Reading passage —
How do I migrate from cellxgene / Cirro / a Seurat lab pipeline?

You don't migrate — you point STELLAR at whatever your lab already produces. If that's an h5ad, run stellar init and edit stellar.yaml. If it's a Seurat .rds, the Seurat recipe handles the auto-conversion on first ingest. Existing analysis outputs (DE results, hdWGCNA modules, CellChat networks, Milo neighbourhoods) load via small parquet files documented per-module — no need to recompute.

Can I serve multiple atlases from one box?

Yes — give each atlas its own stellar.yaml (with distinct project.base_url, e.g. /atlas_a/ and /atlas_b/) and run one stellar serve process per atlas on a different port. nginx proxies each base_url to the matching uvicorn. The Deploy recipe shows the systemd unit; copy it once per project. Each process has its own StoreRegistry, so they don't share memory.

What does "core" actually do without any modules enabled?

Core gives you:

  • A UMAP rendered from your h5ad's obsm["X_umap"] (or explicit obs columns).
  • Per-cell-type coloring + roster (/api/describe).
  • Gene search and color-by-gene expression on the UMAP.
  • Per-cell-type violin plots for any gene.
  • Per-cell-type top-expressed-genes panel.

That alone is enough for a basic exploratory atlas; modules layer DE, networks, communication, abundance, enrichment, and chat on top.

How is configuration validated?

Extracted entries —
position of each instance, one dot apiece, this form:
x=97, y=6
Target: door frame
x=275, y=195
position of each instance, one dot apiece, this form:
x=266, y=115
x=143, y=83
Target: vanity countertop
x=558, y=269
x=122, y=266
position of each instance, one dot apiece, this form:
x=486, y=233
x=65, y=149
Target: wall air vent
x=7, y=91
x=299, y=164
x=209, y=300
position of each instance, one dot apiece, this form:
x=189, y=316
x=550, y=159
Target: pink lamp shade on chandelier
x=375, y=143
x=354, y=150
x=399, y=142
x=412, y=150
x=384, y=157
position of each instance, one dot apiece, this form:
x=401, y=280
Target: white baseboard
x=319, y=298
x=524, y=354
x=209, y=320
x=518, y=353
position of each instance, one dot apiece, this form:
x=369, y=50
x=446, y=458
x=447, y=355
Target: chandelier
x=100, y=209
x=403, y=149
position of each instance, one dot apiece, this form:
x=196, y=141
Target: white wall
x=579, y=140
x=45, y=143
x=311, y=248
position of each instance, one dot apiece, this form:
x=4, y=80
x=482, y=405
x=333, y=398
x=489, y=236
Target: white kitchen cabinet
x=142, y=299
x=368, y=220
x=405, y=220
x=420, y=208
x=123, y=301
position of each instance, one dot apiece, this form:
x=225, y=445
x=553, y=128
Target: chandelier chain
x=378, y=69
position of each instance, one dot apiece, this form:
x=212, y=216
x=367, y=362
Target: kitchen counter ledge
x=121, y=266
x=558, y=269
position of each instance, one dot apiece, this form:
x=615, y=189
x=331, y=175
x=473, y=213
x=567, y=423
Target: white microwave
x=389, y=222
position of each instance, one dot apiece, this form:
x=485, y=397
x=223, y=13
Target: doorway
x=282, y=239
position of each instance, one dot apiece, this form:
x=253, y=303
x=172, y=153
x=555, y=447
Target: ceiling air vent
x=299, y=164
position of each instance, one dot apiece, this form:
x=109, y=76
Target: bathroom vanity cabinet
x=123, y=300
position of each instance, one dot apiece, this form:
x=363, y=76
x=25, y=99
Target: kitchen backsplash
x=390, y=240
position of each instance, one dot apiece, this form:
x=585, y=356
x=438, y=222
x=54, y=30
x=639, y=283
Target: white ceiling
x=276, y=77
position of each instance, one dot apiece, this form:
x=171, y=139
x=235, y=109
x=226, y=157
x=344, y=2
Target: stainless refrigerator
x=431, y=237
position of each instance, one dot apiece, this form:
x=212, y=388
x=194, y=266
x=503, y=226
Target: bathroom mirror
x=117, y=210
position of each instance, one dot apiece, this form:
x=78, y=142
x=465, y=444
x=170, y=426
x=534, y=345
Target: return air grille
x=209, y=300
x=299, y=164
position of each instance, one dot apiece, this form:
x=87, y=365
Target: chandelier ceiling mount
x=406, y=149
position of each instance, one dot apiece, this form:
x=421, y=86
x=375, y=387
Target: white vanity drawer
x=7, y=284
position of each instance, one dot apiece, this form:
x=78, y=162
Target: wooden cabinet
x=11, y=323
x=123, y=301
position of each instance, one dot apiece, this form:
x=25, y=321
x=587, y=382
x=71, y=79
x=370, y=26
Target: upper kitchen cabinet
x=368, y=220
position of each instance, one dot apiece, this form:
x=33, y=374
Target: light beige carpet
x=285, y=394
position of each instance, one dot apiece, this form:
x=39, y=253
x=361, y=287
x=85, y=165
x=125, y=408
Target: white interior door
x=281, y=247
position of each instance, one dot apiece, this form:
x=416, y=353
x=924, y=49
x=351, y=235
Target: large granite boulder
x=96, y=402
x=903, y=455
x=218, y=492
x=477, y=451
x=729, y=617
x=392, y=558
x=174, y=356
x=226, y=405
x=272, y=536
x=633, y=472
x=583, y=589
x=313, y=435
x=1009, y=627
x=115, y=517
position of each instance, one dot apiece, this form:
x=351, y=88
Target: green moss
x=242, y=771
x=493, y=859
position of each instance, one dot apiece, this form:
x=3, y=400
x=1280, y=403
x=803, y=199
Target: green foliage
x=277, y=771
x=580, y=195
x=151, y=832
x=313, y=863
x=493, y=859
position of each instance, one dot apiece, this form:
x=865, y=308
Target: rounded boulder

Questions —
a) In the STELLAR FAQ, how many stellar serve processes does it say to run when serving multiple atlases from one box?
b) Extend the STELLAR FAQ from where it stops.

Answers to the exercise —
a) One per atlas, each on a different port.

b)
stellar.yaml is parsed and validated by Pydantic at startup. Unknown keys raise — a typo like modues: fails fast with a precise pointer instead of silently ignored. Module sub-blocks (e.g. modules.de.source_dir) are open: the core only reads enabled; everything else is forwarded to the module, which owns its own keys.

Can I change the Claude model used by the copilot?

Yes — set modules.copilot.model in stellar.yaml:

modules:
  copilot:
    enabled: true
    model: claude-sonnet-4-7   # default is claude-opus-4-7

This is useful for cost-sensitive deploys where Sonnet's reasoning is enough and Opus's price isn't justified.

How do I keep an atlas working without internet?

Disable the modules that need outbound HTTP and run on a closed network:

modules:
  enrichment: { enabled: false }   # EnrichR
  copilot:    { enabled: false }   # Anthropic + (optionally) PubMed

Everything else (UMAP, expression, DE, hdWGCNA, CellChat, Milo) is fully offline.

Does STELLAR run on Windows?

Tested on Linux (Ubuntu 22.04+) and macOS (Apple Silicon). Windows isn't a supported target — the deploy recipes assume systemd / nginx and the Seurat path expects a Unix Rscript. WSL2 works.